>> begin Data for this exercise

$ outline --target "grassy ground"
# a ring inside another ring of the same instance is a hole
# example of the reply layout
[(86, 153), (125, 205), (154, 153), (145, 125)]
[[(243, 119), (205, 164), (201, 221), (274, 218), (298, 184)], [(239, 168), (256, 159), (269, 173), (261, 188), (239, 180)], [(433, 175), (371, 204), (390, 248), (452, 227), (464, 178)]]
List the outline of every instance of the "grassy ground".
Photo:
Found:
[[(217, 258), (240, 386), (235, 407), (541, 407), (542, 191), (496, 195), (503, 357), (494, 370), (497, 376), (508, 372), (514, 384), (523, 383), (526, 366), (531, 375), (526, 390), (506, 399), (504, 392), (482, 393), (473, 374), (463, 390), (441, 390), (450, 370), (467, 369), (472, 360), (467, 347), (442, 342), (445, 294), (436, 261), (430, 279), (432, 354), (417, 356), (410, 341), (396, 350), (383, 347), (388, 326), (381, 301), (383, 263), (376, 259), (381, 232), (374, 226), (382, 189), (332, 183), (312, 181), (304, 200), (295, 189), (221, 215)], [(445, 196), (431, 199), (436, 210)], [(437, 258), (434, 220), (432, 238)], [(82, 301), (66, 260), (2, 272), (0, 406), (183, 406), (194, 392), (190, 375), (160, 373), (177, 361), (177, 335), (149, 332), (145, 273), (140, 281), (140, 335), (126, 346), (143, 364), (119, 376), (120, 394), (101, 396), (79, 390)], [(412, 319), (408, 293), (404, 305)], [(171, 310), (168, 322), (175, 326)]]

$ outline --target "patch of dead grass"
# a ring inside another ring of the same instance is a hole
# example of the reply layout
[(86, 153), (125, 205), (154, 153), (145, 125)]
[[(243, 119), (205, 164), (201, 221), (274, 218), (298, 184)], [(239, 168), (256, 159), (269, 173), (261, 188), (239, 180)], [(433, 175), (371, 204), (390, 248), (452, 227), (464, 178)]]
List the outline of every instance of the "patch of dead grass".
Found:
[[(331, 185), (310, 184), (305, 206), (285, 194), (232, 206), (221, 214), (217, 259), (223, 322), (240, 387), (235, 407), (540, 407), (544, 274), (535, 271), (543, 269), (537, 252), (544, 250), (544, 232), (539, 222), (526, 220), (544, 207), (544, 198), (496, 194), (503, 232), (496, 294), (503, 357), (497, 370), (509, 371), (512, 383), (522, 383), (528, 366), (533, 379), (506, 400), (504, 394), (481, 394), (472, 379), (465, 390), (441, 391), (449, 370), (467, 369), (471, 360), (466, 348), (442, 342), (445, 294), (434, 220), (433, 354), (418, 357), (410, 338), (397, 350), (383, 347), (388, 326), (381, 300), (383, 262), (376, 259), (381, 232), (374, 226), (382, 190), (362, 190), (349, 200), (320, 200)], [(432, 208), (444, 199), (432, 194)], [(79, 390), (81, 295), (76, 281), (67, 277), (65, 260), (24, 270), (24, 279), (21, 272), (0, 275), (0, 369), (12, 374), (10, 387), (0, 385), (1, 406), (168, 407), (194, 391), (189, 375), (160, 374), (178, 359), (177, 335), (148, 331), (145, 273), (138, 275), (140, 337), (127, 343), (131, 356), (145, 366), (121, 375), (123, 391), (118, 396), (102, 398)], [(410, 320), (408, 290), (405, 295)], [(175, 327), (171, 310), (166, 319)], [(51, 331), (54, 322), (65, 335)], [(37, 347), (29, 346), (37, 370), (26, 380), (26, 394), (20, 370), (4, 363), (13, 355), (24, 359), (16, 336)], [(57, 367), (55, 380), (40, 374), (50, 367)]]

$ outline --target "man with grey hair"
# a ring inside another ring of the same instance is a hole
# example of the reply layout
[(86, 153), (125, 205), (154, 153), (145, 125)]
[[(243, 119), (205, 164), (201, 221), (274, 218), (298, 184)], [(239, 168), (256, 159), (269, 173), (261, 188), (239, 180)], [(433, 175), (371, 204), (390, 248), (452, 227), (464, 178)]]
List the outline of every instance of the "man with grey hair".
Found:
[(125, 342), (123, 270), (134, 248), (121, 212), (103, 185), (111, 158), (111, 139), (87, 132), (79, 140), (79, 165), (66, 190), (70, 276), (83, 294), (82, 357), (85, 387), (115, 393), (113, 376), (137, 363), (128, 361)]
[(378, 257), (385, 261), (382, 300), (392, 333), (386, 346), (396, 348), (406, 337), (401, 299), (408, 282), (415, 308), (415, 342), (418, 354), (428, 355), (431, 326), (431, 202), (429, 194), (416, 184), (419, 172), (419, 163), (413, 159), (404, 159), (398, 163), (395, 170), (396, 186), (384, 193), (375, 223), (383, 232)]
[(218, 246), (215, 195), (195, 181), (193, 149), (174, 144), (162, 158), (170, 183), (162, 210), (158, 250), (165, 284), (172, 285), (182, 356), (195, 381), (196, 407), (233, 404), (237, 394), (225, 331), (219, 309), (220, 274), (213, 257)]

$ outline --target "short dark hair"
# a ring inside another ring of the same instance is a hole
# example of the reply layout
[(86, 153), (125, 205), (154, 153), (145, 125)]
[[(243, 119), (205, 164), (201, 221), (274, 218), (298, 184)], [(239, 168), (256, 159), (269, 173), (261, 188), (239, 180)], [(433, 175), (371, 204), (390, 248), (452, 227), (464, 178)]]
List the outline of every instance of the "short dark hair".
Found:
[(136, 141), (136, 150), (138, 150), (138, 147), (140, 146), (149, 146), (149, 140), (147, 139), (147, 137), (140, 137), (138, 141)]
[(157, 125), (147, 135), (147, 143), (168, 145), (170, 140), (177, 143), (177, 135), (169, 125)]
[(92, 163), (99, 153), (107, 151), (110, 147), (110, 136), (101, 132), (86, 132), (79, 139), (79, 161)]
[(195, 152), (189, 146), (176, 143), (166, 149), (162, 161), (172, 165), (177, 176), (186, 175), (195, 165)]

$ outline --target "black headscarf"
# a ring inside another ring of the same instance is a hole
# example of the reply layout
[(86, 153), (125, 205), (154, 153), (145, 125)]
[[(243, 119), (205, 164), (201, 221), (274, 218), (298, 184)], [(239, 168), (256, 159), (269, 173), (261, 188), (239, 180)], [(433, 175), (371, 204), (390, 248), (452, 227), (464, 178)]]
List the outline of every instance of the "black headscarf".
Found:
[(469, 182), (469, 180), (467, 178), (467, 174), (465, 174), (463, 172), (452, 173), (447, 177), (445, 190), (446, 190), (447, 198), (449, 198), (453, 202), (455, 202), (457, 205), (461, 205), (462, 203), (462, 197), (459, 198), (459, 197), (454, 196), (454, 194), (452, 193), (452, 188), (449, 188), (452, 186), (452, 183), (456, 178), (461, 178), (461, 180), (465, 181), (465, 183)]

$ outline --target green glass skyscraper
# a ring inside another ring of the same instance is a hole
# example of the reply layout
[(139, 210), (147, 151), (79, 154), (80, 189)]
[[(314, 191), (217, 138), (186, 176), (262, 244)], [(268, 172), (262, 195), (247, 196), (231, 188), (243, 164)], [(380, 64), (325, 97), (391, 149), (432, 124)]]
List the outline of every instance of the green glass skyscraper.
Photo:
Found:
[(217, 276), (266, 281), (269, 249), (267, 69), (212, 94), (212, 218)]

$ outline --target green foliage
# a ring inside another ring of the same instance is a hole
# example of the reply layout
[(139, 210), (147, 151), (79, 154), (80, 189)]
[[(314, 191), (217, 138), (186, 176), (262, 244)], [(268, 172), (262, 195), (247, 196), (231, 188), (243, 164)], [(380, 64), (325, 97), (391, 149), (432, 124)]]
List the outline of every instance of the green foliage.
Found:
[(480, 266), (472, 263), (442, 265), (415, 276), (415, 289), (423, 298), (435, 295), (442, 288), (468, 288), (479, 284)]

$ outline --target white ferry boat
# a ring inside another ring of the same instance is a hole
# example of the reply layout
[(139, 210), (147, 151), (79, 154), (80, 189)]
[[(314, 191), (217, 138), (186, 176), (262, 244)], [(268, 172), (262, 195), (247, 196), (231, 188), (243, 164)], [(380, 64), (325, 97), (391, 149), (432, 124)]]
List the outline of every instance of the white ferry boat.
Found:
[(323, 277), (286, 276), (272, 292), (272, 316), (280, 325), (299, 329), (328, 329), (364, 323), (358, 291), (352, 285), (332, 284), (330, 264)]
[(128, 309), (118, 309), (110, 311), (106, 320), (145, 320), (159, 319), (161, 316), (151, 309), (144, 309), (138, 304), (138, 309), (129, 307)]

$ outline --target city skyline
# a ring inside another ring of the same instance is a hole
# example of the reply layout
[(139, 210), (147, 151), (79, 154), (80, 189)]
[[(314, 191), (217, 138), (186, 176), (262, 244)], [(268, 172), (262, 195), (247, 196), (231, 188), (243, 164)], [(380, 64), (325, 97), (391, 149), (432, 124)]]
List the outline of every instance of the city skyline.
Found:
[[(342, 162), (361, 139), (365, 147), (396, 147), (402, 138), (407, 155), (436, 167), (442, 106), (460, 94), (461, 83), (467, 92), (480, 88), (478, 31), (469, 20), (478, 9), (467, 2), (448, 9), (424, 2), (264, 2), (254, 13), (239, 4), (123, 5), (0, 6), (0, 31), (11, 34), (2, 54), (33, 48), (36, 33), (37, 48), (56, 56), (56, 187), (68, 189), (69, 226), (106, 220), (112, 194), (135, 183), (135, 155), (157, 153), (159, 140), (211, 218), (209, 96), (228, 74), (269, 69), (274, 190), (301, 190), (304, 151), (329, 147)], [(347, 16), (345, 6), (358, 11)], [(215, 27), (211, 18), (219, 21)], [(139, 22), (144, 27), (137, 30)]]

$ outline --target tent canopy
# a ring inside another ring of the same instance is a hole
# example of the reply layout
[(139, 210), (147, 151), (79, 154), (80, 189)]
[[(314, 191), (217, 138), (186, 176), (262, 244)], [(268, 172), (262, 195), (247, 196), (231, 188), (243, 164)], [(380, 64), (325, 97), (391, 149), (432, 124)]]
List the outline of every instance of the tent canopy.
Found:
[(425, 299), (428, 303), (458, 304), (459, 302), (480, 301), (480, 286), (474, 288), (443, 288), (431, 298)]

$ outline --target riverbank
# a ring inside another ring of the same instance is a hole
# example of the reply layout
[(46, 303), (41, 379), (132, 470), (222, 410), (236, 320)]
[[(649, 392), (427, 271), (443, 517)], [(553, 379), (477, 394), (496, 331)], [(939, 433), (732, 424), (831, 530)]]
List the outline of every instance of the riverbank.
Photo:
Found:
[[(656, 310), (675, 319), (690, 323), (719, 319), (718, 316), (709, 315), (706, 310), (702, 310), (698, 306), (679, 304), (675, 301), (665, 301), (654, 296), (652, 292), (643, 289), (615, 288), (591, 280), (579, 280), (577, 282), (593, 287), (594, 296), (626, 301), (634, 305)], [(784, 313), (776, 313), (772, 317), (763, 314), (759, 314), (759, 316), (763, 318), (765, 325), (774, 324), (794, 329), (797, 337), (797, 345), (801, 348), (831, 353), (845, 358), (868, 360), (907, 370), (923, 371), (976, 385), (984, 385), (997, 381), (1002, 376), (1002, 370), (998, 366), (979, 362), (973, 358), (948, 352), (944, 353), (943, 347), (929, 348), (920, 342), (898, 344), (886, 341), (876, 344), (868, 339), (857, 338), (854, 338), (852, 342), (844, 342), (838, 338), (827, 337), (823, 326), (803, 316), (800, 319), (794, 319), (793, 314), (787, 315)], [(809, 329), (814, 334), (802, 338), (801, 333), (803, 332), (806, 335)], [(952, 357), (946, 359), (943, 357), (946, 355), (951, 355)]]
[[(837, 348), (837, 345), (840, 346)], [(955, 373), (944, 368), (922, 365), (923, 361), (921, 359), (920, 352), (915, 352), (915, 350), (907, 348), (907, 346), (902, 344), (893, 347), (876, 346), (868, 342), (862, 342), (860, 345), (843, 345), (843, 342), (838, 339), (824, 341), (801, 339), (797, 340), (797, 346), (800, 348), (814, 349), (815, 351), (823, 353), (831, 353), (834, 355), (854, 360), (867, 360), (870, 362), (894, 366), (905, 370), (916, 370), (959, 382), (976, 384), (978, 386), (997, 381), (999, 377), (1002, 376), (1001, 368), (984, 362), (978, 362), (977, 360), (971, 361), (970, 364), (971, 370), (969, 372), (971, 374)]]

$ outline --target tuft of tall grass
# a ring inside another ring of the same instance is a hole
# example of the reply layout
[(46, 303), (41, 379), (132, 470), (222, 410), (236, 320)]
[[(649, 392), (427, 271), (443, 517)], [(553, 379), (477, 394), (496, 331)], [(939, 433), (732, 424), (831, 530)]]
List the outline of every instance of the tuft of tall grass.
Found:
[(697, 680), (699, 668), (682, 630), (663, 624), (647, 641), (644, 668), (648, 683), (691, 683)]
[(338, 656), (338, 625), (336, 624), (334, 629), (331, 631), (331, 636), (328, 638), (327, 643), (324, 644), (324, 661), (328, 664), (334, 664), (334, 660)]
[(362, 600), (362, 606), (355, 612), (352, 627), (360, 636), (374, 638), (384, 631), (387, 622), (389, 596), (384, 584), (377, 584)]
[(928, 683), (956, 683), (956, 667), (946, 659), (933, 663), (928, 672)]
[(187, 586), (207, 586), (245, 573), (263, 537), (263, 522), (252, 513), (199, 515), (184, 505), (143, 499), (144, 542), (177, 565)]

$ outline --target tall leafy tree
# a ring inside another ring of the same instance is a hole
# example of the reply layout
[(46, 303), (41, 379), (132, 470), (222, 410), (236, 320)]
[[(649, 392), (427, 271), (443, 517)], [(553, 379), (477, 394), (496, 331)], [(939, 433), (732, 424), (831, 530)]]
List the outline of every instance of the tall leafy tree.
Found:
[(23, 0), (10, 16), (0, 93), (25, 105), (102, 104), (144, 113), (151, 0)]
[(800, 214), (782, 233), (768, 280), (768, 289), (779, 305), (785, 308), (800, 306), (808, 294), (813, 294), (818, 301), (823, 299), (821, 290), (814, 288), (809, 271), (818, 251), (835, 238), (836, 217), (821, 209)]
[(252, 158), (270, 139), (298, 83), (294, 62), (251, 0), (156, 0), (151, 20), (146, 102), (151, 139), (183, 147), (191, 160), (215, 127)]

>> end Data for this exercise

What needs to be done —
How many lines above contain the string "patch", counting only matches with the same case? Reply with the number alone.

Solution —
2